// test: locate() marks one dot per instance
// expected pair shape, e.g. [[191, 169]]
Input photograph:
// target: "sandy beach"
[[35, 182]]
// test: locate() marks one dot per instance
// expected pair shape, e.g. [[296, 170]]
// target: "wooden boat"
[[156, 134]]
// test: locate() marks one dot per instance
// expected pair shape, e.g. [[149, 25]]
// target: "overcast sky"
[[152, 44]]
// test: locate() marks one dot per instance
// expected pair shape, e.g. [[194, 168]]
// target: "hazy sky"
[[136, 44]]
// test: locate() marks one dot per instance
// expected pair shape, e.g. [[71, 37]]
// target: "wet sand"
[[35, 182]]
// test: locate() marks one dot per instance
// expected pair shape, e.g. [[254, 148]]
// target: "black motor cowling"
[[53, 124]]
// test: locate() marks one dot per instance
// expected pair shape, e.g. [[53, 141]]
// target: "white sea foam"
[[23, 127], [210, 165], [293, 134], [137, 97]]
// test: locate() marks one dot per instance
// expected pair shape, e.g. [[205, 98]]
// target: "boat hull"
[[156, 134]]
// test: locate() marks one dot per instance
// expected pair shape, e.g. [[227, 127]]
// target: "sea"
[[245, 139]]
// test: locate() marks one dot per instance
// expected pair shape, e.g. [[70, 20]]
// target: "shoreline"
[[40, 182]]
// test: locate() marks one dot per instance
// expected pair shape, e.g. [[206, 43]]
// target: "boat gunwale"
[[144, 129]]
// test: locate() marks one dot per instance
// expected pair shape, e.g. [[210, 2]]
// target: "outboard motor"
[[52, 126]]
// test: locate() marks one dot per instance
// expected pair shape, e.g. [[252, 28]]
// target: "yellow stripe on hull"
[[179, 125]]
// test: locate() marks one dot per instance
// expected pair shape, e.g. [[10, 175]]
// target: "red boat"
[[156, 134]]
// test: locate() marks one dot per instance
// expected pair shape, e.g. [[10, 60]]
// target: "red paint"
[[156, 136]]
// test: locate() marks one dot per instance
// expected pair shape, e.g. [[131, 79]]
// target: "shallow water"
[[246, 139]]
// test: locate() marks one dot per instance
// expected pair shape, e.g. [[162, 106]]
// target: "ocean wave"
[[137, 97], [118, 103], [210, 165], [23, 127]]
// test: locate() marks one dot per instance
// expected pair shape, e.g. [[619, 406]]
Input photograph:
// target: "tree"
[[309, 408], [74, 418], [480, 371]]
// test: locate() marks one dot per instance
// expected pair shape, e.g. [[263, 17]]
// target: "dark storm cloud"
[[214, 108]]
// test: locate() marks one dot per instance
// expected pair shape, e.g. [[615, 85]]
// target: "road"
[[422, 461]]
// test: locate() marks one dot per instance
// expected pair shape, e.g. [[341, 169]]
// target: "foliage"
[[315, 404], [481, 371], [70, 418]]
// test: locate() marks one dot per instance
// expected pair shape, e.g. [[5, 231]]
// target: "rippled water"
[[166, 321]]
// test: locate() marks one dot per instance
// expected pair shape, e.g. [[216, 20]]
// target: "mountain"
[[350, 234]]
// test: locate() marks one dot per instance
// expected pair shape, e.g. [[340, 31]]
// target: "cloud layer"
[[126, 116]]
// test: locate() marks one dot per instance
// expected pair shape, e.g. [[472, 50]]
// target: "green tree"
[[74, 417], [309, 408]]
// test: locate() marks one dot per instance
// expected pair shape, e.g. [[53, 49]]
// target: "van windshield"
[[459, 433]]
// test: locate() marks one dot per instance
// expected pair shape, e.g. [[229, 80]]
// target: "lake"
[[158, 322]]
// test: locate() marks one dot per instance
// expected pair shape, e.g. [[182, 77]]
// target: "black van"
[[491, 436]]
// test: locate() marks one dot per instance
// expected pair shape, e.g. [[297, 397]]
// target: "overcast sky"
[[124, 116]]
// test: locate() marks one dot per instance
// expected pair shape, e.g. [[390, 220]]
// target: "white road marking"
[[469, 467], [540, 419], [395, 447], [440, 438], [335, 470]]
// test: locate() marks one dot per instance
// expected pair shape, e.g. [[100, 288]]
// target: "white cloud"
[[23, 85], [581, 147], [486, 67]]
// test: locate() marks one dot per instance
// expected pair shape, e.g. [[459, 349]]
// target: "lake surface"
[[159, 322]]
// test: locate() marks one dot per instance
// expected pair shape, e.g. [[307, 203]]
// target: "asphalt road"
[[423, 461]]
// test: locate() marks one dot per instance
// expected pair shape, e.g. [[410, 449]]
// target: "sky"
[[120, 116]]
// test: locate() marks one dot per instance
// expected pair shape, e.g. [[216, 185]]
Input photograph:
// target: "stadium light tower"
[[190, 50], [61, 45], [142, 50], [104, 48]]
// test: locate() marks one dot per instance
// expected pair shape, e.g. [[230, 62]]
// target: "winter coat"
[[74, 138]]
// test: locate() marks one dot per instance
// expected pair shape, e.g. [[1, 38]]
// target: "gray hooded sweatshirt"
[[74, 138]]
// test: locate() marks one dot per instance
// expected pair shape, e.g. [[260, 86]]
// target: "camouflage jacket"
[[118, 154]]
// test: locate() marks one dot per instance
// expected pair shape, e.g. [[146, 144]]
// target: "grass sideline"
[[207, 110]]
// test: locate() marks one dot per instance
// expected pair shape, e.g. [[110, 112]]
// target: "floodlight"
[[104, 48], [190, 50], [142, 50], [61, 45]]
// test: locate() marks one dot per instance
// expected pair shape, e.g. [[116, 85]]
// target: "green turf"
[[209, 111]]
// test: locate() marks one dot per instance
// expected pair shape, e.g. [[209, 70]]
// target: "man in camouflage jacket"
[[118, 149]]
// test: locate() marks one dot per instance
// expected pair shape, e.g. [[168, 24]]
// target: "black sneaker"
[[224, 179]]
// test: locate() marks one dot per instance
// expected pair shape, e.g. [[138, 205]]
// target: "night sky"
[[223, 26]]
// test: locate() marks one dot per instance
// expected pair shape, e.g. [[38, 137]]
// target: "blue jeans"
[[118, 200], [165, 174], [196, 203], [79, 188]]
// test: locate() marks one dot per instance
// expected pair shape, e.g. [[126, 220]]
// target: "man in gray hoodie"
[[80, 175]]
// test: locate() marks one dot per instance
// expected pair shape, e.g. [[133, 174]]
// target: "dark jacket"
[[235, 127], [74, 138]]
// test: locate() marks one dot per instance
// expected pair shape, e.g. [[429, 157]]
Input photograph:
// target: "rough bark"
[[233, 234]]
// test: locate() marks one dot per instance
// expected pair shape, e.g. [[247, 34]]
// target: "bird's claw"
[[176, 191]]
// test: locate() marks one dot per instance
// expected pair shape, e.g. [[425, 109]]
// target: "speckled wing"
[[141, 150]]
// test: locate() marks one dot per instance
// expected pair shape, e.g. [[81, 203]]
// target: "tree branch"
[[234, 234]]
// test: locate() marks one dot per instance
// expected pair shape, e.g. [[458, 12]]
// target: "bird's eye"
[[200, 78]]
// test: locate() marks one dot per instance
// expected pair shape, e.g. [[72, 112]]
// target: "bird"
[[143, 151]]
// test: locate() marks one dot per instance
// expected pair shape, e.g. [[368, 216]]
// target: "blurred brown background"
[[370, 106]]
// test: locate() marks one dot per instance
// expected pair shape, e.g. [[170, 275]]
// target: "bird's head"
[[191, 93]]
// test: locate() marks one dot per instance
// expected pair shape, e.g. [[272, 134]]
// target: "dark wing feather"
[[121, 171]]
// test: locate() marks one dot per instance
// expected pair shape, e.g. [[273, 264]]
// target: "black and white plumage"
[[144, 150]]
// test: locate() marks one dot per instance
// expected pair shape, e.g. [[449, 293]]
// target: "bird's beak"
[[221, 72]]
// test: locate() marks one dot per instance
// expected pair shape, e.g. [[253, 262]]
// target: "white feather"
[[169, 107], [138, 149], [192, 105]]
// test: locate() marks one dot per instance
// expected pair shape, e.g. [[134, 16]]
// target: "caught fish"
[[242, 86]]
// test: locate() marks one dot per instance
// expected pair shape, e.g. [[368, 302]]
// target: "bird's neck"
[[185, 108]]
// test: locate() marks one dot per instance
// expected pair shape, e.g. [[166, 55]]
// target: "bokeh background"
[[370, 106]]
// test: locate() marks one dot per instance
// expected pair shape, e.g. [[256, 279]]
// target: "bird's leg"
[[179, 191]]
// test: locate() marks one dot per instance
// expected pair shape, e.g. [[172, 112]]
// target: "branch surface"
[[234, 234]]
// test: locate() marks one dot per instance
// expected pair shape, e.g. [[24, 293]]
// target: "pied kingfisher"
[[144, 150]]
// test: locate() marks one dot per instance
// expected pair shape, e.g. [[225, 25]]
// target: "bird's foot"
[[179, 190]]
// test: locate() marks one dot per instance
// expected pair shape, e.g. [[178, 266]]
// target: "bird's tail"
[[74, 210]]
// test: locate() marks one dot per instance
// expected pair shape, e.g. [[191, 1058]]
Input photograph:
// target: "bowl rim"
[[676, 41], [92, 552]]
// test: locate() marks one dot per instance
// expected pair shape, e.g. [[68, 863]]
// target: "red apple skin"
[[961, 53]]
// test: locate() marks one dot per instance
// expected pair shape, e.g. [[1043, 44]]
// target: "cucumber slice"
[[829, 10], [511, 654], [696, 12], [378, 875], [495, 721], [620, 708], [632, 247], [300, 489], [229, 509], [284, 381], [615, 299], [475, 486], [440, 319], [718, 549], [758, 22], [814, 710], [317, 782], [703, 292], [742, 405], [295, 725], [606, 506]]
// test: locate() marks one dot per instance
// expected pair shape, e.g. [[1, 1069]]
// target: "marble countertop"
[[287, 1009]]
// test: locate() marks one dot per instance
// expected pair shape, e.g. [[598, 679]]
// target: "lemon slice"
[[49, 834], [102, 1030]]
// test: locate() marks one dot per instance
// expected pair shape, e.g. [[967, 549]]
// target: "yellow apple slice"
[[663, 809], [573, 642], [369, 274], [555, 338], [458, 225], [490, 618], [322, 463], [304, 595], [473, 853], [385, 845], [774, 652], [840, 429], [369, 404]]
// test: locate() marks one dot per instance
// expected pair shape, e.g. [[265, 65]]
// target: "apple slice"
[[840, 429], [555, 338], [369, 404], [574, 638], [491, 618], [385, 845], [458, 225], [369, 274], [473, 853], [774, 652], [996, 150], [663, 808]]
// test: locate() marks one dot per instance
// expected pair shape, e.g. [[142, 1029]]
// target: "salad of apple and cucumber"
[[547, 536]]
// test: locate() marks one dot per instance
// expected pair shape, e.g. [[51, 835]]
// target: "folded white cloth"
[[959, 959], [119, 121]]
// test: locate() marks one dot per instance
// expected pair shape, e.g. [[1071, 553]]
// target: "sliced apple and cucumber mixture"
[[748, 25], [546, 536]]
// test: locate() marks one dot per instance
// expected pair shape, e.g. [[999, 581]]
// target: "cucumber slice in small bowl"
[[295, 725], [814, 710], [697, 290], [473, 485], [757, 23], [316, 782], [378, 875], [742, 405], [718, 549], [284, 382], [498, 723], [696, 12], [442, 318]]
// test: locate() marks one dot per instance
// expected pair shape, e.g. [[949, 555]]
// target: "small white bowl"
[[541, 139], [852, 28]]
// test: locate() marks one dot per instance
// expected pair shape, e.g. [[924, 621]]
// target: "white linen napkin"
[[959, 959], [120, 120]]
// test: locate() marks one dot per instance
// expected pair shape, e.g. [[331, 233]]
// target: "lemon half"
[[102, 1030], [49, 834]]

* * *

### Aim of the exercise
The answer must hold exactly the lines of the entries above, from the first line through the line that contains "e.g. [[53, 141]]", and no others.

### Response to this task
// test: locate() marks one dot per instance
// expected pair shape, e.g. [[191, 169]]
Input photograph:
// target: "sandy beach"
[[35, 182]]
// test: locate() marks one dot per instance
// expected pair shape, e.g. [[296, 170]]
// target: "wooden boat"
[[156, 134]]
// test: locate() marks one dot per instance
// expected pair shape, e.g. [[149, 25]]
// target: "overcast sky"
[[152, 44]]
// test: locate() marks one dot per instance
// expected pair shape, e.g. [[194, 168]]
// target: "hazy sky"
[[136, 44]]
// test: locate() marks one dot per instance
// expected pair shape, e.g. [[71, 37]]
// target: "wet sand"
[[35, 182]]
// test: locate() marks one dot per instance
// expected pair shape, e.g. [[254, 148]]
// target: "black motor cowling"
[[53, 124]]
// test: locate() marks one dot per instance
// expected pair shape, e.g. [[53, 141]]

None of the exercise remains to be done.